Problem details
From the material below, pull out every line that contains the string "texture".

--- Data rows ---

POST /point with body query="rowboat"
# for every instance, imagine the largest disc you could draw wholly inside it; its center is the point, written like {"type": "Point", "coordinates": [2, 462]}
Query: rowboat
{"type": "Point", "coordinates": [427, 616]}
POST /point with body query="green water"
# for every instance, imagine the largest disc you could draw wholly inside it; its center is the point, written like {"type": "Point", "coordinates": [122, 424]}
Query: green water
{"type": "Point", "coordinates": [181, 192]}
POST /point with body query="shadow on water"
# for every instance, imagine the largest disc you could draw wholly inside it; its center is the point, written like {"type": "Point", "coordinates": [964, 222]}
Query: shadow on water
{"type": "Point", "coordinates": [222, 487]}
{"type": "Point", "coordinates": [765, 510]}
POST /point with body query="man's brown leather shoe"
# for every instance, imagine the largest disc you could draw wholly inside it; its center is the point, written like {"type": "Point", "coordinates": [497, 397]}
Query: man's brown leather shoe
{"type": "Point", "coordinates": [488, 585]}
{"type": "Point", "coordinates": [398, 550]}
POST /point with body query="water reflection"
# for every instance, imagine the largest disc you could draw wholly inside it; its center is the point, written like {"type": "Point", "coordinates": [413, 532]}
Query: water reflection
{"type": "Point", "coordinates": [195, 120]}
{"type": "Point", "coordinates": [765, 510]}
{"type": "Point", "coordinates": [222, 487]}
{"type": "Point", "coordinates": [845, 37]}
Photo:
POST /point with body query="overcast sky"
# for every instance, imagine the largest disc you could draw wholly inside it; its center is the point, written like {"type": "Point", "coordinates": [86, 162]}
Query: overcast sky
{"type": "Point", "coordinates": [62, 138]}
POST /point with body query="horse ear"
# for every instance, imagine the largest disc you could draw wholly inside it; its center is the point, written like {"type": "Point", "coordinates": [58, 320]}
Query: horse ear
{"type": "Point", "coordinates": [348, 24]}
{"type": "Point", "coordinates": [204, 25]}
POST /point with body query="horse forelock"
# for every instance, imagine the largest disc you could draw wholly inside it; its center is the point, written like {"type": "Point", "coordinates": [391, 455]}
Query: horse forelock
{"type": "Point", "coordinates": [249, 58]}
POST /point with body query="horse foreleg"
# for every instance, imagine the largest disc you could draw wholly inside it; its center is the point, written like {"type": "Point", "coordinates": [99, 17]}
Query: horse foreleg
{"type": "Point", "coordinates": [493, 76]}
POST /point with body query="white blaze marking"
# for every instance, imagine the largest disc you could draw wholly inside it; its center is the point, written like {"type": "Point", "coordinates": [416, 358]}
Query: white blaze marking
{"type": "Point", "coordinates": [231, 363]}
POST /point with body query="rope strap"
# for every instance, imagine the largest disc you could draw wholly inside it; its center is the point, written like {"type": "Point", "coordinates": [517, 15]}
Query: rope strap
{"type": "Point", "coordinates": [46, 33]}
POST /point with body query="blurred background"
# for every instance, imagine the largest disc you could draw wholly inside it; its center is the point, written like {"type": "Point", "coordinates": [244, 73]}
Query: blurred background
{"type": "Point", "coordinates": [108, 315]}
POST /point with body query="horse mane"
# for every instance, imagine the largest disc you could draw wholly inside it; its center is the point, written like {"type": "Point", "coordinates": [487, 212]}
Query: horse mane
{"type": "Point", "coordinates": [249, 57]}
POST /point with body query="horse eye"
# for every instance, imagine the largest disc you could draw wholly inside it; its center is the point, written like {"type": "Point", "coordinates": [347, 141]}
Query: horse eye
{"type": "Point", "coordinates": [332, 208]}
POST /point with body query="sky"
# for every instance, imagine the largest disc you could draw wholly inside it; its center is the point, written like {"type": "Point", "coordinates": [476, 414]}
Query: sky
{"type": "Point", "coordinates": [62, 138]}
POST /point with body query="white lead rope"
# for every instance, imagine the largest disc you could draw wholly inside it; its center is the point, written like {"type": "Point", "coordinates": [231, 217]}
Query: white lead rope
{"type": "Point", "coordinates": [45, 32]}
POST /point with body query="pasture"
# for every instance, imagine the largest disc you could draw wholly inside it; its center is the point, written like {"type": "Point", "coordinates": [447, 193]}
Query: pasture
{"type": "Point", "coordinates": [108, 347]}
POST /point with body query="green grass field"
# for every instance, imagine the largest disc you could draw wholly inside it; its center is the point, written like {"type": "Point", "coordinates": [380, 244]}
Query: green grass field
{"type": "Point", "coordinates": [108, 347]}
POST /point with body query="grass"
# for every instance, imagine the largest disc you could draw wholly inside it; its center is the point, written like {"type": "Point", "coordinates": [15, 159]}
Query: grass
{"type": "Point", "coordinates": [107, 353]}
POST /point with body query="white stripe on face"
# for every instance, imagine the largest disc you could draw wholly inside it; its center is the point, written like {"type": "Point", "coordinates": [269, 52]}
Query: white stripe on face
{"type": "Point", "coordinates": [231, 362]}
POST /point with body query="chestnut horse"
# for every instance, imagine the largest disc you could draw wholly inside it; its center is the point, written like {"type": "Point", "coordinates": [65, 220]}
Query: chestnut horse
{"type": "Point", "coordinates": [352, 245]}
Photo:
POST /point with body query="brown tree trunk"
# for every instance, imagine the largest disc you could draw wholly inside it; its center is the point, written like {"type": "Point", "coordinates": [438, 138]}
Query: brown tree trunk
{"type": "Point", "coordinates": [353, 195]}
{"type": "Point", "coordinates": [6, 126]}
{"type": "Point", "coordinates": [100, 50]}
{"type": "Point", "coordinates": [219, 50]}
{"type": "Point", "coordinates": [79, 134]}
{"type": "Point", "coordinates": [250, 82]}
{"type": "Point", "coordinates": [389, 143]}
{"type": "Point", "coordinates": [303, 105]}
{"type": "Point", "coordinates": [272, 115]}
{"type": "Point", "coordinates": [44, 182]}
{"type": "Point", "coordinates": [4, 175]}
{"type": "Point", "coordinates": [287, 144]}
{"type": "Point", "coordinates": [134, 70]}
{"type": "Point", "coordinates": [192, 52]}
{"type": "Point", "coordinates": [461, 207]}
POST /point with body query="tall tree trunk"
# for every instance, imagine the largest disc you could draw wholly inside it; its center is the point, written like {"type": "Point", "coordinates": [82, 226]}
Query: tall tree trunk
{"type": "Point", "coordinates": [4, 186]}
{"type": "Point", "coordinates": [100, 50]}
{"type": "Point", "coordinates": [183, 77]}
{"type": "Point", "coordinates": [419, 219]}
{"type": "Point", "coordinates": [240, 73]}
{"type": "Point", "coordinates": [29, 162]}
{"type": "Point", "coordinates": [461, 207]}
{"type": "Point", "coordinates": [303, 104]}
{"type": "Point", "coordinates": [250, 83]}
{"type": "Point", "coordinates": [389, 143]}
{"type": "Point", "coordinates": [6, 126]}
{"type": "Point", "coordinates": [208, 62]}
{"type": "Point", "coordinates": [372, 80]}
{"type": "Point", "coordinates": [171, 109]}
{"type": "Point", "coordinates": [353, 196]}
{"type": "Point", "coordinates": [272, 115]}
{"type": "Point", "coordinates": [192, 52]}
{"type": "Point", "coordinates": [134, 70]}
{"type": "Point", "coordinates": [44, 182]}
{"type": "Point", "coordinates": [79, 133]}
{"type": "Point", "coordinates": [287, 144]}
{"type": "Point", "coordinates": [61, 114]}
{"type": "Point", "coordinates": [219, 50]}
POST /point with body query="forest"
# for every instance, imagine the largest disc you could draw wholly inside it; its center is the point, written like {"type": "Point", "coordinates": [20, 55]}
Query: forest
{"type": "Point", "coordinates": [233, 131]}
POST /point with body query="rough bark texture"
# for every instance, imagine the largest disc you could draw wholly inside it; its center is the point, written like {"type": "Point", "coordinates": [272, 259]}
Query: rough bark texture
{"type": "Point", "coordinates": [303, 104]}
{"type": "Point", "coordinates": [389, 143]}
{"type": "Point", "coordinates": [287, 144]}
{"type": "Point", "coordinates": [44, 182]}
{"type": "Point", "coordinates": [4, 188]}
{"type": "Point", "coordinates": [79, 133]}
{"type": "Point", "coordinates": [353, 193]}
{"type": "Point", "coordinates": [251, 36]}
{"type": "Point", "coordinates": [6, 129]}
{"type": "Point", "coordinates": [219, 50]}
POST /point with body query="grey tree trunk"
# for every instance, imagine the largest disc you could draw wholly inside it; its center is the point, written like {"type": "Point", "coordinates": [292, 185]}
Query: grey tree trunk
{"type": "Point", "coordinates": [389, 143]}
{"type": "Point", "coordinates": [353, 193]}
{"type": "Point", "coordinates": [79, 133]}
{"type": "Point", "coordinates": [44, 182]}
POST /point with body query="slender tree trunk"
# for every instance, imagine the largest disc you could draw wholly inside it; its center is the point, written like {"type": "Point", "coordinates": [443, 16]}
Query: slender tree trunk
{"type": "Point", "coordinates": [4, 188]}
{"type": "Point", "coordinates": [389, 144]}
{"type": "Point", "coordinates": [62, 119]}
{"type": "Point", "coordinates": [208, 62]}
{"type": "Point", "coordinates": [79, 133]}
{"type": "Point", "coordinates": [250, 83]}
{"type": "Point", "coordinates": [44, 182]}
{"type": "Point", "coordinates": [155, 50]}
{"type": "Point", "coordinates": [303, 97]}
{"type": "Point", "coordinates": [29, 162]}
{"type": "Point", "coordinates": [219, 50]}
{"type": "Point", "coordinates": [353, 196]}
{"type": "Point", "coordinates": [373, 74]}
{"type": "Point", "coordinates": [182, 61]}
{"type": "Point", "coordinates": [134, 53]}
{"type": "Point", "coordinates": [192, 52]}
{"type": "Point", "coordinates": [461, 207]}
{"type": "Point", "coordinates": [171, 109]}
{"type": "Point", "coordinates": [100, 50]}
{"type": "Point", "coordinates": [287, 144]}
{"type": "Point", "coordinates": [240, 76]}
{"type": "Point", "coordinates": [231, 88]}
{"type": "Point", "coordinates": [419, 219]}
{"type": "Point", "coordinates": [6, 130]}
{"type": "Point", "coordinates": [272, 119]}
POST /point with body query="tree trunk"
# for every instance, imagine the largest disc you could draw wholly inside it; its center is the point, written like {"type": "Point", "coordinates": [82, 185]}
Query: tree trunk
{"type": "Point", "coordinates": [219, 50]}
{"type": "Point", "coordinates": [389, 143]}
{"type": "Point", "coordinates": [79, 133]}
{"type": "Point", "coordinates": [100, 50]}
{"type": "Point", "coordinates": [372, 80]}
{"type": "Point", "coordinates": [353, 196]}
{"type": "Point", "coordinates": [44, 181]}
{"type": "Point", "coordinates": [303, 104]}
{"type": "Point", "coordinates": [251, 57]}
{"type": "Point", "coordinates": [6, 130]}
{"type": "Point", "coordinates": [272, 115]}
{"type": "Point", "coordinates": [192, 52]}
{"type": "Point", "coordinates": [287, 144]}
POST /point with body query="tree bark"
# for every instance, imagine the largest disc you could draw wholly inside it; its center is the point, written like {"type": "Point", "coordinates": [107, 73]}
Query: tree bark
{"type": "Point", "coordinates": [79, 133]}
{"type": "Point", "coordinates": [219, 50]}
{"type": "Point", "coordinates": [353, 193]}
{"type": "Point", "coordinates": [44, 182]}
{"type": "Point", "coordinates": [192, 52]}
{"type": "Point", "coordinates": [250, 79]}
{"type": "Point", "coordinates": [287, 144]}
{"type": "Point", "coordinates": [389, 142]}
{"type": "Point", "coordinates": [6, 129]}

---

Task response
POST /point with body query="rough bark texture"
Query: rough bark texture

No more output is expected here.